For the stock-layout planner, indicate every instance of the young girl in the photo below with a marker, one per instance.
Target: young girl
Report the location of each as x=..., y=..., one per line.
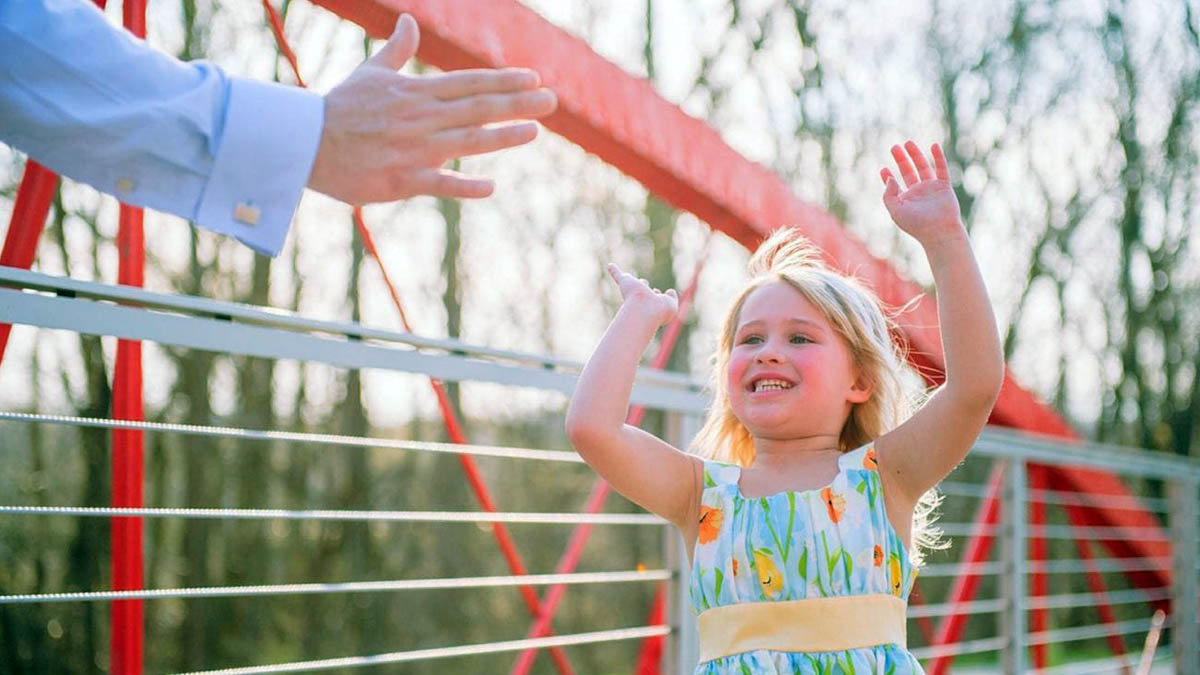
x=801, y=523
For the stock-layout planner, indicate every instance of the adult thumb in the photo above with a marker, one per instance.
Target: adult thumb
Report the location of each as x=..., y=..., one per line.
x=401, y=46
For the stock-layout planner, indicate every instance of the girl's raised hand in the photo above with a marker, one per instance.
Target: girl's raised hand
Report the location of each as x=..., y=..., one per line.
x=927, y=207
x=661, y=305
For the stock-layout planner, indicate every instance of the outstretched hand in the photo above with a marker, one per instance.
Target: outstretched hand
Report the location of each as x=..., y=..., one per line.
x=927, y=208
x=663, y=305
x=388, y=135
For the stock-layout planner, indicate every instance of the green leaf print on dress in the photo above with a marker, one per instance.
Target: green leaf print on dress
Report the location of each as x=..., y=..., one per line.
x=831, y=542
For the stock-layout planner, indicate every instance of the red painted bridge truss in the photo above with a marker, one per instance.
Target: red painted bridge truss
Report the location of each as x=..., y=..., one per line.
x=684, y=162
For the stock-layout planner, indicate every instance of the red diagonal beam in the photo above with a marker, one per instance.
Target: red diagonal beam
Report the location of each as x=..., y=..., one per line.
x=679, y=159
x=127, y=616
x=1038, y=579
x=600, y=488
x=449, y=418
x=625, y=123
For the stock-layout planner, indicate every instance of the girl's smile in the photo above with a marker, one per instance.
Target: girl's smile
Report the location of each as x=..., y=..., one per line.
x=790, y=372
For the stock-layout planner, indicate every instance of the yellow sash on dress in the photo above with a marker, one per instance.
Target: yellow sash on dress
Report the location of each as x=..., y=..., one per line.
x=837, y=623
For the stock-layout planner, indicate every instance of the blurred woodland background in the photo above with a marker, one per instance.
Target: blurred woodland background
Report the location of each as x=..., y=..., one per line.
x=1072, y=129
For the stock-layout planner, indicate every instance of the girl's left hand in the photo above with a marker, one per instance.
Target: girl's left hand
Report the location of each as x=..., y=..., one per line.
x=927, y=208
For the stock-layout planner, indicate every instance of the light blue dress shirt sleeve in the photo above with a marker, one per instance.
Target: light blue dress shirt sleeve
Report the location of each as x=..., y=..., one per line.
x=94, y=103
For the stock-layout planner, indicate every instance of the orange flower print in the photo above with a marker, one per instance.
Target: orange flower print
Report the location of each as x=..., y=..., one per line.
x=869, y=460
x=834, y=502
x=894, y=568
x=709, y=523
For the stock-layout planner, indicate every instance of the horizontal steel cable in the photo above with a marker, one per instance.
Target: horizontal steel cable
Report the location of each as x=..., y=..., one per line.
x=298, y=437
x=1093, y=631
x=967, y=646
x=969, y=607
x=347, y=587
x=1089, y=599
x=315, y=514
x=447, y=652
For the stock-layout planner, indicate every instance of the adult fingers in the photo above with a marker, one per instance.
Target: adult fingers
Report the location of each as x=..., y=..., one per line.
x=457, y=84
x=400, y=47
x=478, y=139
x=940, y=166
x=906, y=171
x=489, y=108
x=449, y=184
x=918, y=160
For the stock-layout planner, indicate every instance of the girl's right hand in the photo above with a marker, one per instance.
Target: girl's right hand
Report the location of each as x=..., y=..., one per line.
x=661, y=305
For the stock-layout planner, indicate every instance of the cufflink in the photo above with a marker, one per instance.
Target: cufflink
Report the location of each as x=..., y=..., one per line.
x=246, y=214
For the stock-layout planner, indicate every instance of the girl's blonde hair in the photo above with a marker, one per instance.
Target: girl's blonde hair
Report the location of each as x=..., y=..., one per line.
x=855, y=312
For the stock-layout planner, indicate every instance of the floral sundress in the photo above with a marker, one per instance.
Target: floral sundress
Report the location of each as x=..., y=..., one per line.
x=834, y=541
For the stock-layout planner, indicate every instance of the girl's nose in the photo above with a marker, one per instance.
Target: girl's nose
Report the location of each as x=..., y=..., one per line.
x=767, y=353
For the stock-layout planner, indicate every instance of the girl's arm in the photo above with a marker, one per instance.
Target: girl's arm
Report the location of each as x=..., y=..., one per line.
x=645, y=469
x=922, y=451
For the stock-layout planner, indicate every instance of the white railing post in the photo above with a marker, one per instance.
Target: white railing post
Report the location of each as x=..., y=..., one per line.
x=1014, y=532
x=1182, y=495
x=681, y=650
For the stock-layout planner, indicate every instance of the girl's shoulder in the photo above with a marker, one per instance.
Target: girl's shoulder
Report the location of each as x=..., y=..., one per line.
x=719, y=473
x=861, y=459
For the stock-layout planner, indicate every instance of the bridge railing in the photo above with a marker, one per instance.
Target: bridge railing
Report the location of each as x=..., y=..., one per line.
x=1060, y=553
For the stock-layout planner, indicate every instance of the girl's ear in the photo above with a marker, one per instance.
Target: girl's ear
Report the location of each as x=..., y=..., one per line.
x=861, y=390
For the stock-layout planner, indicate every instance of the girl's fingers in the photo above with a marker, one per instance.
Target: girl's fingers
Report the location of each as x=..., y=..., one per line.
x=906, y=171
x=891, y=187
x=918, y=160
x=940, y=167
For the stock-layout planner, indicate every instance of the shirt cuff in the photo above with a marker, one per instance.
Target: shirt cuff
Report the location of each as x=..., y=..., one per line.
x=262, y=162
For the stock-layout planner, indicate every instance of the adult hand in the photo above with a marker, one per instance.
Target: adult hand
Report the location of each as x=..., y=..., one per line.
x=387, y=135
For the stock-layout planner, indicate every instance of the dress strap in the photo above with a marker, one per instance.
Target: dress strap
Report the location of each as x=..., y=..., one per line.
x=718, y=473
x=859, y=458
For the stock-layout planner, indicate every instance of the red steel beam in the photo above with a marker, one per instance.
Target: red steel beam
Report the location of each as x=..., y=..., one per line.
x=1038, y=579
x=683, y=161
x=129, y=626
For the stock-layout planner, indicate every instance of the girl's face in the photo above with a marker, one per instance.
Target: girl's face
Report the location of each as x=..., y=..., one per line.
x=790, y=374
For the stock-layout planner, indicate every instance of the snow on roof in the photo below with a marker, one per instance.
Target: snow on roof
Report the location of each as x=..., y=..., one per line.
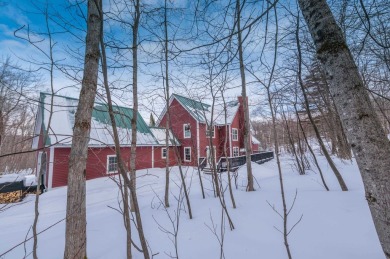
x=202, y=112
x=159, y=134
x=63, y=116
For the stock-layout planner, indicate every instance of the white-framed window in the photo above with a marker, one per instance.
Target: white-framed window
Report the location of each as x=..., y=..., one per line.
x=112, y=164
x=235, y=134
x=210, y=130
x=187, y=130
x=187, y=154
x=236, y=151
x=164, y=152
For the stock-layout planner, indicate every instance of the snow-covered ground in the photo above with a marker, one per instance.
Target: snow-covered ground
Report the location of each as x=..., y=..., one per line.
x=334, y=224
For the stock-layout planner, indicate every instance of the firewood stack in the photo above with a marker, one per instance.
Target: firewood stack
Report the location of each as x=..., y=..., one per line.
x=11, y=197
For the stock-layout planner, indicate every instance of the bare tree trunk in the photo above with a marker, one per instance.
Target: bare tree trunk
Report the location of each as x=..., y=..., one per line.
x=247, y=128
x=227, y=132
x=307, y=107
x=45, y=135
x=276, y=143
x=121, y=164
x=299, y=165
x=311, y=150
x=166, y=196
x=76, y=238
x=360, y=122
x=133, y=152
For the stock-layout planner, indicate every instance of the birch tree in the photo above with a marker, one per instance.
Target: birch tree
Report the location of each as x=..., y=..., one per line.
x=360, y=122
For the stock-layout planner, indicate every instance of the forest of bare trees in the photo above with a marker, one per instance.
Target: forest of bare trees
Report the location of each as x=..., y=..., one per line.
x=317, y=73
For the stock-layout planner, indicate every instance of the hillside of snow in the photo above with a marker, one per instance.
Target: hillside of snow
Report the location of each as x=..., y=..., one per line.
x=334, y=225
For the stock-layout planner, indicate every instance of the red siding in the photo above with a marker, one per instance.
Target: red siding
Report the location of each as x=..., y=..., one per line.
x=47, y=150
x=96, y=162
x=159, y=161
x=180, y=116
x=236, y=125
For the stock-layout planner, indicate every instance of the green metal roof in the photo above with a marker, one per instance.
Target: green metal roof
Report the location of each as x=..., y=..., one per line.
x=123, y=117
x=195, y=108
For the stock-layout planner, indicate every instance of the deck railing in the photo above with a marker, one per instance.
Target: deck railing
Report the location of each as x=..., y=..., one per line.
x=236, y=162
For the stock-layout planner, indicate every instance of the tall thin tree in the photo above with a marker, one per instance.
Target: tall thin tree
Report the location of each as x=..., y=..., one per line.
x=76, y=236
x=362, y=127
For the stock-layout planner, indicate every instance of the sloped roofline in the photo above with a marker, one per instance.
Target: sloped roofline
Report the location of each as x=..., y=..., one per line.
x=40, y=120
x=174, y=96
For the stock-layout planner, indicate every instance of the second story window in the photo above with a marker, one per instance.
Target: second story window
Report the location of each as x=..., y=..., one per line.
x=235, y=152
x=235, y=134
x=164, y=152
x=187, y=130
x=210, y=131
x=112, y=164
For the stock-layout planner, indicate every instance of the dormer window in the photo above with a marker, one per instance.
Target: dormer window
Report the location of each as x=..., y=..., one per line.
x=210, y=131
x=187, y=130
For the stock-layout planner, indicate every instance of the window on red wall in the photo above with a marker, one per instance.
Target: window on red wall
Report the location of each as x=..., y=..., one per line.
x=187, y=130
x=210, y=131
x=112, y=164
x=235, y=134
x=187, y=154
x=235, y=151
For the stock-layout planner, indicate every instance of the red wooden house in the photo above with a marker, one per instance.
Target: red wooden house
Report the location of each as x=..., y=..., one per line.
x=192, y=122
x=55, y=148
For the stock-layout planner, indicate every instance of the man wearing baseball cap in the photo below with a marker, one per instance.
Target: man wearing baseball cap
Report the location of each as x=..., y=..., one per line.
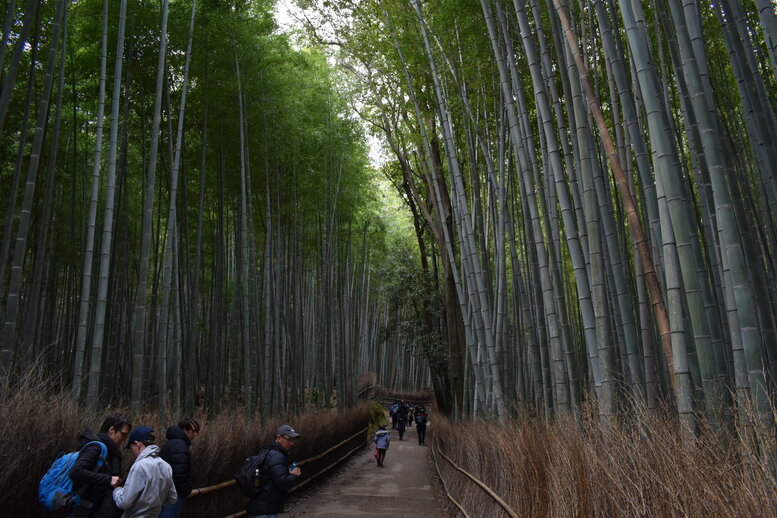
● ● ● ● ● ● ●
### Exercise task
Print again, word for word, every line from the line with "of the window" to the final line of the records, inclusive; skip the pictures.

### Answer in full
For the stock-layout planner, indicate every instance of the window on red wall in the photo above with a marker, one per instance.
Target: window on red wall
Report the location of each as x=..., y=..., one per line.
x=187, y=130
x=210, y=131
x=112, y=164
x=235, y=134
x=187, y=154
x=235, y=151
For the stock-layout planner, indicate every instance of the red wooden house in the photo above with a marker, one per instance.
Target: red wooden house
Report the location of each as x=..., y=..., one per line.
x=192, y=122
x=55, y=148
For the stock-layout planner, indicate every instance of the man wearing baseball cap in the photo below with a marker, one per instance.
Target: man wearing baseball cap
Report the location of each as x=..., y=..., one per line.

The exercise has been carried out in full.